### 网页节选
Python笔记（8）re模块，正则表达式

来源：互联网发布：知乎计算机编辑：程序博客网时间：2024/05/20 15:40

正则表达式（re）

some people, when confronted with a problem, think, "I know, I'll use regular expressions." Now they have two problems.

----Jamie Zawinski

re模块是用来支持正则表达式的。Andrew Kuchling 的“Regular Expression HOWTO”(http://amk.ca/python/howto/regex/)是一个python中正则表达式的一个非常好的资源

什么是正则表达式？

正则表达式是一个用来匹配字符串的一个模式，最简单的正则表达式就是一个简单的字符串，比如'python'这个可以用来匹配'python'这个词语。你可以用正则表达式在一串字符中来匹配一个你要查找的内容，或者替换他，或者将其分割成不能的字符片段

通配符

re能够使用一组包特殊字符的模式来匹配任意的字符，举个例子句点“.”可以用来匹配任意的字符（除了换行符）。所以句点又叫做通配符。

转义字符

当你在re的模式中包含了特殊字符，那么就需要转义字符来使得re模式的语义正确了，转义字符是一个反斜线(\)但是在python字符串中，如果你要输入一个反斜线，那么也需要一个转义字符，所以如果你要匹配'python.org'需要'python\\.org'这样声明。因为你要进行两层转义，才能得到想要的结果，第一层是python解释器，第二层是re模块。如果你想只是用一个反斜线，可以使用原始字符串，可以这样写 r'python\.org'.

字符集

有时候你可能需要对字符串过多的控制，这时你需要将一些字符集放到一个中括号中,这样就可以匹配所有字符集中所包含的字符串了，比如

[pj]ython可以匹配python和jython

[a-z]可以匹配所有的小写字母

[a-zA-Z0-9]可以匹配所有的大小写字母和数字

如果要避开某些字符，只需要在字符集前面加上一个'^'符号就可以了，比如

[^abc]表示匹配所有的除了a,b,c三个字符外的字符。

### 数据行摘录
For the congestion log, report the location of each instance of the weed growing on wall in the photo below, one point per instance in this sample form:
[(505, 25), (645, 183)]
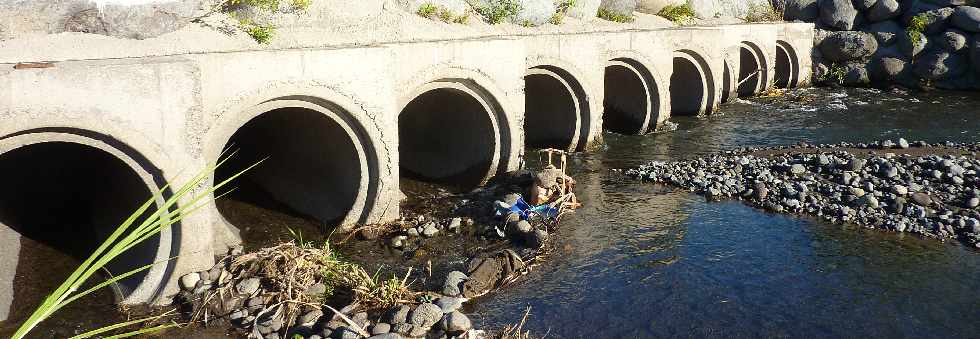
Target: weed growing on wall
[(498, 11), (433, 11), (559, 16), (679, 14), (615, 17), (260, 32), (764, 12), (427, 10)]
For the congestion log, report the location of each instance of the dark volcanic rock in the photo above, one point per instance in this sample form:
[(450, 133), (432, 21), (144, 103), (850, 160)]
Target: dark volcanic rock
[(845, 46), (966, 18), (939, 65), (839, 14), (884, 10)]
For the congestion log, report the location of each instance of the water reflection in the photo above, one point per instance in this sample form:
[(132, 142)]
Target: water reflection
[(644, 261)]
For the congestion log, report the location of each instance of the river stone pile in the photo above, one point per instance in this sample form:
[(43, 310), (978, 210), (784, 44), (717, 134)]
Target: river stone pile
[(244, 301), (864, 42), (931, 195)]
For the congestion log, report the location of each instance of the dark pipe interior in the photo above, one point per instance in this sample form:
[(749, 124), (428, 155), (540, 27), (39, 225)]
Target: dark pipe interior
[(446, 136), (69, 197), (312, 170), (726, 82), (625, 104), (749, 76), (549, 121), (686, 88), (784, 70)]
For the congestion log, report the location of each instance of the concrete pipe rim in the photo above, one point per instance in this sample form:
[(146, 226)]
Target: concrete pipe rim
[(706, 81), (577, 103), (647, 116), (152, 284), (474, 92), (358, 208)]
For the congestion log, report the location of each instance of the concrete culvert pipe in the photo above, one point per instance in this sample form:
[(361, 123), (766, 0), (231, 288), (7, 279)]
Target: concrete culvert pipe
[(64, 199), (314, 167), (751, 72), (688, 88), (446, 135), (784, 68), (630, 98), (553, 109)]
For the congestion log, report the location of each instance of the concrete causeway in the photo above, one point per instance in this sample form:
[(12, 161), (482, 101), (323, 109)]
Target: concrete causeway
[(340, 124)]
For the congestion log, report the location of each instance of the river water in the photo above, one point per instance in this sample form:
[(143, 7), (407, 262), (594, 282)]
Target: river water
[(642, 261)]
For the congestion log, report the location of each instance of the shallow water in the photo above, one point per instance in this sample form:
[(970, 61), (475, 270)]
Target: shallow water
[(644, 261)]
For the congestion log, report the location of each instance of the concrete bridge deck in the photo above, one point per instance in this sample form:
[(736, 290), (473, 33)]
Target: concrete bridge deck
[(81, 139)]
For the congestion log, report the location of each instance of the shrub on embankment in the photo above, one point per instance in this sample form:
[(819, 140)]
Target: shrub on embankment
[(917, 43)]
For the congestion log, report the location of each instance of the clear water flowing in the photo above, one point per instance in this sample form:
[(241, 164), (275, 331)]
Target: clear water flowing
[(644, 261)]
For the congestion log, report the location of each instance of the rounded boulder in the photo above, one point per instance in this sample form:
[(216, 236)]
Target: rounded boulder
[(887, 68), (952, 41), (845, 46), (939, 66), (886, 32), (839, 14), (884, 10), (856, 75), (966, 18)]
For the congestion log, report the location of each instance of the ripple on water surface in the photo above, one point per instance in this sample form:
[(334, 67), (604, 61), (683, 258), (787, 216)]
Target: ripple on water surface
[(645, 261)]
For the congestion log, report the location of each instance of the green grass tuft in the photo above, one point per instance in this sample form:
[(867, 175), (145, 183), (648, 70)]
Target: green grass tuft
[(763, 13), (260, 33), (557, 18), (679, 14), (916, 29), (499, 11), (427, 10), (615, 17), (144, 223)]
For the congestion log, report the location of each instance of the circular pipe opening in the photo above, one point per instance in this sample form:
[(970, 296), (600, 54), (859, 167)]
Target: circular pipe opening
[(631, 97), (554, 109), (314, 168), (784, 68), (446, 135), (688, 88), (64, 199)]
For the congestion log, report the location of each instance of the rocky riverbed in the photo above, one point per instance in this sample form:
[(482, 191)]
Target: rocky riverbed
[(928, 189), (448, 249)]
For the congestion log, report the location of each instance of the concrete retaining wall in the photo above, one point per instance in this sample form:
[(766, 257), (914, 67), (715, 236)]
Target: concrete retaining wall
[(348, 115)]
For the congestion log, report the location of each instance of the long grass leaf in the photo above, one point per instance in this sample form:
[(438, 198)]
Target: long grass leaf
[(142, 331), (113, 246), (112, 327)]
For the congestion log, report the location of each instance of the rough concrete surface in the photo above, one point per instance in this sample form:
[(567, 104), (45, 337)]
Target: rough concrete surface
[(165, 105)]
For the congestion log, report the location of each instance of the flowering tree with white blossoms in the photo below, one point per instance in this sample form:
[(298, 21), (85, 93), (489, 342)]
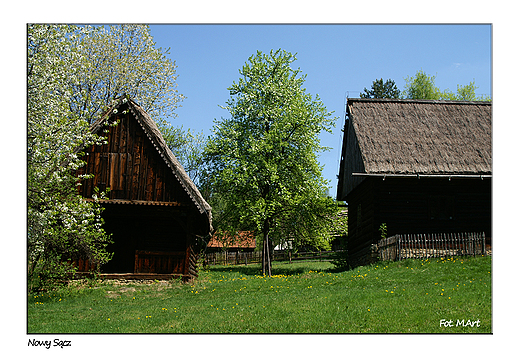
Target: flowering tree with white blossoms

### 练习题目
将上方正则表达式笔记中从“re能够使用一组包特殊字符的”到“以这样写 r'python\.org'.”的这一段逐字抄录下来。

### 参考解答
re能够使用一组包特殊字符的模式来匹配任意的字符，举个例子句点“.”可以用来匹配任意的字符（除了换行符）。所以句点又叫做通配符。

转义字符

当你在re的模式中包含了特殊字符，那么就需要转义字符来使得re模式的语义正确了，转义字符是一个反斜线(\)但是在python字符串中，如果你要输入一个反斜线，那么也需要一个转义字符，所以如果你要匹配'python.org'需要'python\\.org'这样声明。因为你要进行两层转义，才能得到想要的结果，第一层是python解释器，第二层是re模块。如果你想只是用一个反斜线，可以使用原始字符串，可以这样写 r'python\.org'.